§ **ABOUT THIS EXERCISE**:
What follows is a set of records; restate each one word for word and drop the pictures.

■ ■ ■

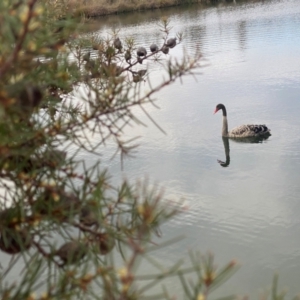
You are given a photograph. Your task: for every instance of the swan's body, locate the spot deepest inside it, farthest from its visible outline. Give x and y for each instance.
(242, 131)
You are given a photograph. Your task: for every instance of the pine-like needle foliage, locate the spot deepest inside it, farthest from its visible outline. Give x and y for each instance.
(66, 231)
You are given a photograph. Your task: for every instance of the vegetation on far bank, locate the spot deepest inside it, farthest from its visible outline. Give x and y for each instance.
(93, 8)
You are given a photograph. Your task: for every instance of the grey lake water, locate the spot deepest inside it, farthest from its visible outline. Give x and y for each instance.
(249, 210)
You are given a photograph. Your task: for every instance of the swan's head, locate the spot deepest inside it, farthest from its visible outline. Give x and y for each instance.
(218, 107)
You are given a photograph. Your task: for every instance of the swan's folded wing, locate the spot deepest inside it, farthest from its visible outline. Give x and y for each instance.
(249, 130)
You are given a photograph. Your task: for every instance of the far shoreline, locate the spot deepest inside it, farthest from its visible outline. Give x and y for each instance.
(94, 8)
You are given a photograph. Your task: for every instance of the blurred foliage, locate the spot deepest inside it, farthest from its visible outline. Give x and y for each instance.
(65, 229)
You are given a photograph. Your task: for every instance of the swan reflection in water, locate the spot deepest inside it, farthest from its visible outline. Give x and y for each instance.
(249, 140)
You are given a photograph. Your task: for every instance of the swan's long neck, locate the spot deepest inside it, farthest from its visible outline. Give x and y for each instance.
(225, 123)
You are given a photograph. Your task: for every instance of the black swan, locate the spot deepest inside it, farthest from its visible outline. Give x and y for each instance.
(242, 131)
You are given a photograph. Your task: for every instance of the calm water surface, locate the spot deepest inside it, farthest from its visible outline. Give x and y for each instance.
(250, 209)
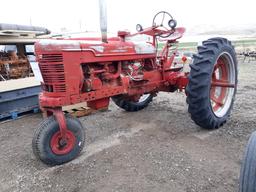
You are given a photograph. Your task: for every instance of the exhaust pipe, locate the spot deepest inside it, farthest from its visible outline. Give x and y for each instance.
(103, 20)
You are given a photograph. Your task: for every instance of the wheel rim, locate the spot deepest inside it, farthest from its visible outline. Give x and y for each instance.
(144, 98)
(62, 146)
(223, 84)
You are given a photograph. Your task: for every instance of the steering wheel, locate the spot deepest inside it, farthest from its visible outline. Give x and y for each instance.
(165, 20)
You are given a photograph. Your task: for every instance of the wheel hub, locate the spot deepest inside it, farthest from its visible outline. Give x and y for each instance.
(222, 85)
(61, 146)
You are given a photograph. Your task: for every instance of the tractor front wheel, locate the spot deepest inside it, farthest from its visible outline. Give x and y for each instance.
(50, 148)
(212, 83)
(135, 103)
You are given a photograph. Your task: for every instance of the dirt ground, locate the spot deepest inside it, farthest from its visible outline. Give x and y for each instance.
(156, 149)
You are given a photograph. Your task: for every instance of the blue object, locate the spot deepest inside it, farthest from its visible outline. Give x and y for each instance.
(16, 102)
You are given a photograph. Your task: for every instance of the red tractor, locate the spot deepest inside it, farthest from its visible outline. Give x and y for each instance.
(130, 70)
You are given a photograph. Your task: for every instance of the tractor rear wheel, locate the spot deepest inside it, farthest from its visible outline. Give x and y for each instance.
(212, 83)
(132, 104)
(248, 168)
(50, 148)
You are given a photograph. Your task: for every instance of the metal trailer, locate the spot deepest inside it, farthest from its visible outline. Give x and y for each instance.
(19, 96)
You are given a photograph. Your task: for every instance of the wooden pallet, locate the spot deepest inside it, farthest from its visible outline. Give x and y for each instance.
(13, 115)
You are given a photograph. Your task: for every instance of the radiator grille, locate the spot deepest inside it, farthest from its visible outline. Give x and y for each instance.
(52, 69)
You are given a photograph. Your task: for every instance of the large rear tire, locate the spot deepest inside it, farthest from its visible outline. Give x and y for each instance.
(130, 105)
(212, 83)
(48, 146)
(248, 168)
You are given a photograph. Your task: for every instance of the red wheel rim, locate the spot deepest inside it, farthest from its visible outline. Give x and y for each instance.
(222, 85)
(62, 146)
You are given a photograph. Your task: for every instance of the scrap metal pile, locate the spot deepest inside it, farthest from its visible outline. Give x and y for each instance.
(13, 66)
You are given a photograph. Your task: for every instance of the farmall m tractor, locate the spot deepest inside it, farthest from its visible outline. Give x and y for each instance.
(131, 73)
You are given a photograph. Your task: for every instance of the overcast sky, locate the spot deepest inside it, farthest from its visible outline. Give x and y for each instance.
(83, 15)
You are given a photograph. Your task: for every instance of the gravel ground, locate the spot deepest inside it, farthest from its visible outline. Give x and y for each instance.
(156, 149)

■ ■ ■

§ **YOUR SOLUTION**:
You are given a photograph. Your task: for every instance of the swan's body, locate the spot deepest inside it, farthest from its visible outline. Give x and y for each instance.
(242, 131)
You are given a photograph. Your task: for every instance of the pine-like needle foliage, locate the spot deepest inside it, farthest from its visible outline. Give x and y for each instance.
(66, 231)
You are given a photograph. Your task: for every instance of the vegetation on far bank, locate the spot deepest inside it, farthest from its visible outline. Give x and y for each instance.
(93, 8)
You are given a photograph. Your task: for every instance of the grey lake water, locate the spot deepest inside it, farthest from its visible outline. Give x and y for each instance.
(249, 210)
You are given a photograph. Your task: for every instance of the swan's head, locate the spot deepest inside it, farthest from its visible outline. Give x and y for each instance.
(218, 107)
You are given a photograph. Your task: for every instance of the swan's folded wing, locate the spot deepest inside it, farthest from its visible outline. Give x and y for each instance.
(249, 130)
You are given a photograph. Your task: for every instance of the far shoreline, locate the spot deepest inside it, farthest from its visible outline. Give x and y for each instance.
(94, 8)
You are given a photograph. Your task: for every instance of the blurred foliage, locate the spot deepest inside it, farthest from its visible outline. Give x and y for each instance.
(65, 229)
You are given a photograph. Your task: for every instance of the swan reflection in water, locate the spot deepest inside it, farthest from its visible outline. Give x and y for each instance.
(249, 140)
You are given a photograph. Your task: for every instance of the swan's long neck, locate the spot deepest inside it, farthest from its visible outline. Give x and y for each instance.
(225, 123)
You are given a photograph. Your task: for every instance of the black swan, locate the spot deepest inside it, farthest from its visible outline. Give x and y for each instance.
(242, 131)
You are given a photograph. Your task: for every instance of the calm water surface, locate the spot deepest inside it, farthest from its visible outline. Give x and y for each instance.
(250, 209)
You are given a photograph. Your task: for every instance of the exhaust pipe, locate the spot deepest inside it, farthest from its visible outline. Give x and y for each instance.
(103, 20)
You are given a photograph. Your task: for every instance of the wheel rim, locate the spot deepest inside it, farthest from its visible outline. Give x and y for each instance.
(144, 98)
(62, 146)
(223, 84)
You are given a photograph. Your task: for every instance of the steering wheel, locate the spot deepest inside it, farthest from its visible outline. Give x and y for each instance.
(165, 20)
You are given a photograph. Your task: for every instance of the wheel hub, locate the spot deepest inside it, farthest from its visible outline. Give x and y for each instance.
(222, 85)
(61, 146)
You are given a photograph. Your task: for every instance of the tractor front wheel, locate the spot deepest inside it, farthest from its visible outline. Give x and y for each instance.
(50, 148)
(212, 83)
(135, 103)
You are given a photograph. Your task: for every instance of the dirt ground, locate the spot deepest inside it, farthest from its visible outline. Give x and y for each instance.
(156, 149)
You are given a photograph. Your task: for every instance of the blue object, locate the spot deepest inside it, farthest from its visible outline. Give x and y for each instance.
(16, 102)
You are given a photograph. Your task: for every instance of the red tractor, locate the spot deepest inside it, farthest from its visible outline. Give x and y for each instance.
(130, 70)
You are given a photograph. Your task: for every instance of the tractor rear wheel, locate the spot deepest inside it, farthest from its visible outline. Give x and y for each instance.
(212, 83)
(132, 104)
(248, 168)
(50, 148)
You are given a photograph. Your task: for every instance of the metal trailer, locate the spot deepest inside it, farthest from its visible outline. Give x and y for each instance.
(19, 96)
You are given a photograph. Your task: for every instance of the wooden pallet, locate the spot deepest inside it, farthest from its visible outline. Give x and y for each instance.
(13, 115)
You are given a photograph. Your task: for every instance of the radiator grille, locate the spot deepest inside it, farthest from its visible outline. Give x and y for each instance.
(52, 69)
You are given a photograph. Your task: for every instance of the large rear tire, locate the spot deepest inside it, farthest from its visible outline. Give x and y for each instance.
(130, 105)
(212, 83)
(48, 146)
(248, 168)
You are given a photograph. Your task: for every instance of the red wheel rim, locate the spot deepest inside it, farthest from its visible outline. Give x and y for each instance.
(222, 85)
(62, 146)
You are given a photograph. Your task: for every instance of the scrap metal pile, locate the spot deepest inside it, farthest from its visible outline. Give x and y for each instance.
(13, 66)
You are given a photograph. Your task: for every instance of the farmall m tractor, locate the spot deepest inside it, farthest from its visible outline. Give x and y for each instance.
(131, 73)
You are given a photograph. Your task: for every instance of the overcast sky, locate the spot deepest inside it, farthest from its visible outline. Give x and y for each instance.
(83, 15)
You are given a photograph. Your task: for every instance of the gravel ground, locate the spot deepest inside it, farthest from its visible outline. Give x and y for each instance.
(156, 149)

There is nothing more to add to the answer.